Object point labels
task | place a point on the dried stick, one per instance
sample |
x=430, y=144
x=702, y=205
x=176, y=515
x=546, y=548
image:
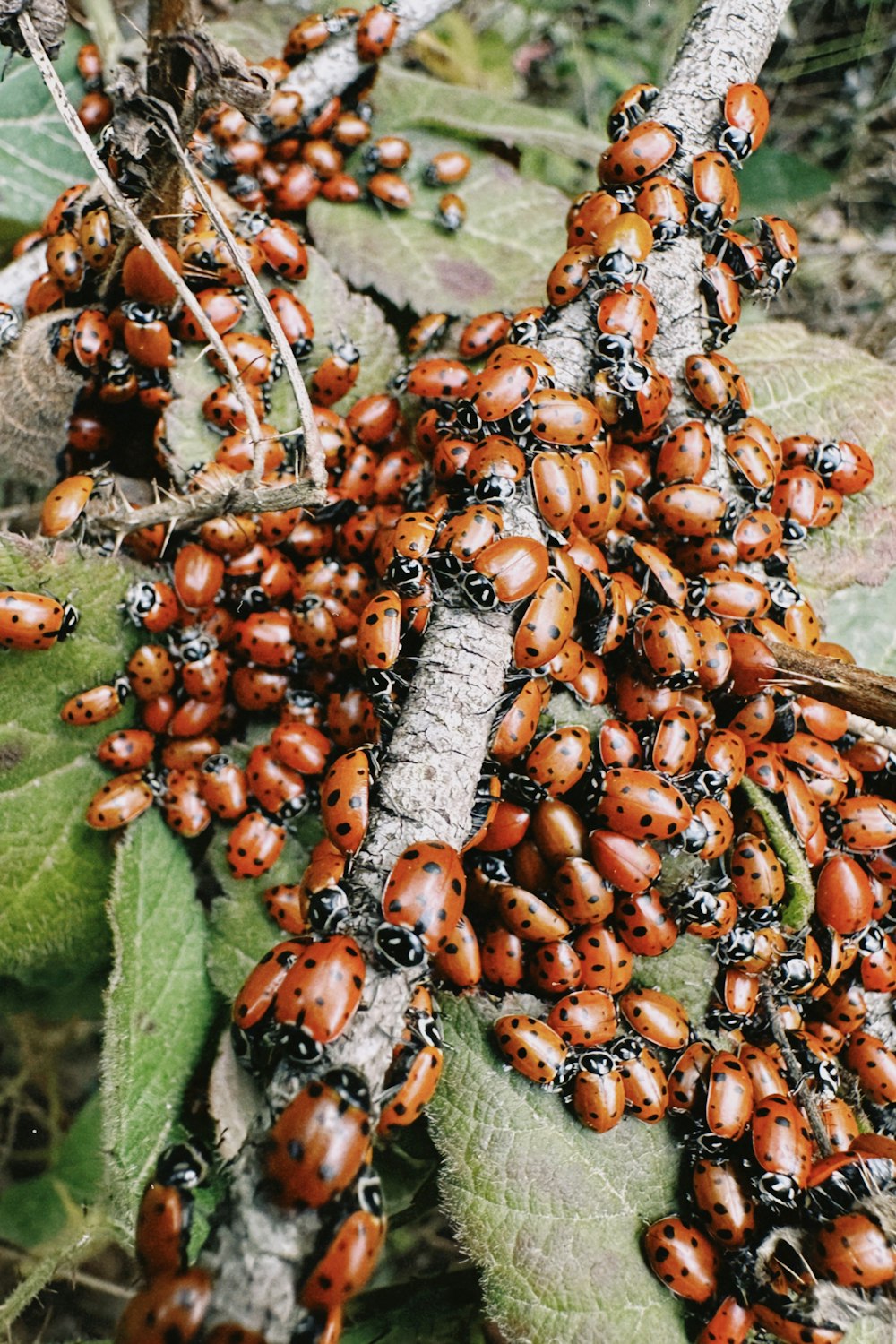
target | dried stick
x=118, y=201
x=314, y=446
x=856, y=690
x=427, y=785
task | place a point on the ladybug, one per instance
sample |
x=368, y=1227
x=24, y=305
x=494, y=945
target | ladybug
x=120, y=801
x=642, y=806
x=91, y=338
x=482, y=335
x=128, y=749
x=745, y=121
x=532, y=1048
x=729, y=1097
x=254, y=844
x=729, y=1214
x=643, y=1081
x=684, y=454
x=728, y=1324
x=780, y=247
x=855, y=1252
x=564, y=418
x=874, y=1064
x=667, y=642
x=323, y=988
x=638, y=153
x=375, y=32
x=346, y=800
x=606, y=960
x=630, y=108
x=676, y=742
x=65, y=504
x=172, y=1308
x=279, y=790
x=417, y=1075
x=338, y=374
x=546, y=625
x=347, y=1263
x=460, y=961
x=425, y=892
x=715, y=188
x=392, y=190
x=450, y=212
x=721, y=296
x=597, y=1093
x=629, y=311
x=446, y=168
x=34, y=621
x=684, y=1258
x=319, y=1142
x=656, y=1016
x=780, y=1139
x=97, y=704
x=643, y=922
x=223, y=787
x=571, y=274
x=662, y=204
x=560, y=760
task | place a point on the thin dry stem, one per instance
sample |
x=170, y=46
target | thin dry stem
x=120, y=202
x=314, y=446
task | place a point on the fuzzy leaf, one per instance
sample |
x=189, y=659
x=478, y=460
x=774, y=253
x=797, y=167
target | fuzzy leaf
x=551, y=1212
x=512, y=236
x=241, y=930
x=814, y=384
x=56, y=868
x=38, y=156
x=408, y=99
x=159, y=1003
x=39, y=1211
x=686, y=970
x=335, y=311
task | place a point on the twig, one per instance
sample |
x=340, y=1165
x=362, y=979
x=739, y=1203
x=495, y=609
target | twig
x=314, y=446
x=796, y=1073
x=118, y=201
x=856, y=690
x=185, y=511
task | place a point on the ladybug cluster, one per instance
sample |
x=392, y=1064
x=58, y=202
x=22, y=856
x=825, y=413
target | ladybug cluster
x=638, y=586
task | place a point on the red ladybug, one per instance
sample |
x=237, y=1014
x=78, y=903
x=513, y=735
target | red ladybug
x=346, y=800
x=532, y=1048
x=637, y=153
x=319, y=1142
x=375, y=32
x=97, y=704
x=254, y=846
x=683, y=1258
x=172, y=1308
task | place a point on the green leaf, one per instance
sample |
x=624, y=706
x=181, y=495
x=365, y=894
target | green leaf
x=778, y=182
x=686, y=970
x=159, y=1004
x=551, y=1212
x=56, y=867
x=335, y=311
x=444, y=1311
x=408, y=99
x=801, y=889
x=814, y=384
x=512, y=236
x=38, y=155
x=241, y=930
x=40, y=1211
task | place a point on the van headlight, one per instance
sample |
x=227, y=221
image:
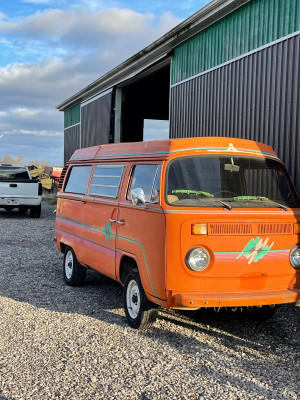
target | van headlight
x=197, y=259
x=295, y=256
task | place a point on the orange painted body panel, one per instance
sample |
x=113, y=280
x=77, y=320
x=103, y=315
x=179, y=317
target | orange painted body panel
x=158, y=236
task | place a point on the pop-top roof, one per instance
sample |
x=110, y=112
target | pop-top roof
x=168, y=148
x=206, y=16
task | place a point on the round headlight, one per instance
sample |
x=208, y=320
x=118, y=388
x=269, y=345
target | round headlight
x=197, y=259
x=295, y=256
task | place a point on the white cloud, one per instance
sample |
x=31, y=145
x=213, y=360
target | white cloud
x=86, y=45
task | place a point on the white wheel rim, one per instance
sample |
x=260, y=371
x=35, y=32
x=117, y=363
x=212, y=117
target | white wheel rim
x=133, y=299
x=69, y=264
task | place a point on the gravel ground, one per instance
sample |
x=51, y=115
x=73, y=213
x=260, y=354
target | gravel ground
x=58, y=342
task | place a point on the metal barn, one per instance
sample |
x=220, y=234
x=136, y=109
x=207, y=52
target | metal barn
x=231, y=69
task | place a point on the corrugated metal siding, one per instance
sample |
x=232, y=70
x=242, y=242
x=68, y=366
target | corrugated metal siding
x=72, y=116
x=249, y=27
x=96, y=121
x=71, y=141
x=255, y=97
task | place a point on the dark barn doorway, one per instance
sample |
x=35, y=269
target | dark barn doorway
x=147, y=97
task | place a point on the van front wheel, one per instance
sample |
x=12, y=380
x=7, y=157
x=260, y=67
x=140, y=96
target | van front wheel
x=140, y=312
x=74, y=272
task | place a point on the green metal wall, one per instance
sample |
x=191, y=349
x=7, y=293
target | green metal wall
x=72, y=116
x=251, y=26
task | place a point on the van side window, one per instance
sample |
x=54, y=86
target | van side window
x=146, y=177
x=78, y=179
x=106, y=180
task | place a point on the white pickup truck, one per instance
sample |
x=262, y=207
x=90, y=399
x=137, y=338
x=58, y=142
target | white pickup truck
x=19, y=190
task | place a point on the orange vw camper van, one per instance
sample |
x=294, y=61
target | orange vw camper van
x=182, y=224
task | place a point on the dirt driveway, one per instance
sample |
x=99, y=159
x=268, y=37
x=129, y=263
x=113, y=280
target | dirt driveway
x=58, y=342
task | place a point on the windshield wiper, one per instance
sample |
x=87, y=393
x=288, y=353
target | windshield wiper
x=207, y=195
x=261, y=198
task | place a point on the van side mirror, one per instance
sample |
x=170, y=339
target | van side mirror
x=138, y=196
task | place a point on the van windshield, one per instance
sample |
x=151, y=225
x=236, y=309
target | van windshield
x=229, y=181
x=12, y=172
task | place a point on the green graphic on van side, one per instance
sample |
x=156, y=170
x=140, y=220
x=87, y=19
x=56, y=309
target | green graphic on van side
x=109, y=236
x=256, y=249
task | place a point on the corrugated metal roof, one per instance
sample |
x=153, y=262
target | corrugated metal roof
x=200, y=20
x=252, y=26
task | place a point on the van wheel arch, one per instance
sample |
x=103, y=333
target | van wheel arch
x=126, y=266
x=74, y=273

Task to complete: Edit the rows starting at the beginning of the rows and ending at the row that contains "x=427, y=785", replacing "dried stick" with "withered branch" and leaving everything else unchanged. Leave the pictures out of your answer.

Exercise result:
task | place a point on the withered branch, one per instance
sample |
x=430, y=144
x=702, y=205
x=176, y=515
x=546, y=548
image:
target | withered branch
x=118, y=201
x=314, y=446
x=856, y=690
x=427, y=785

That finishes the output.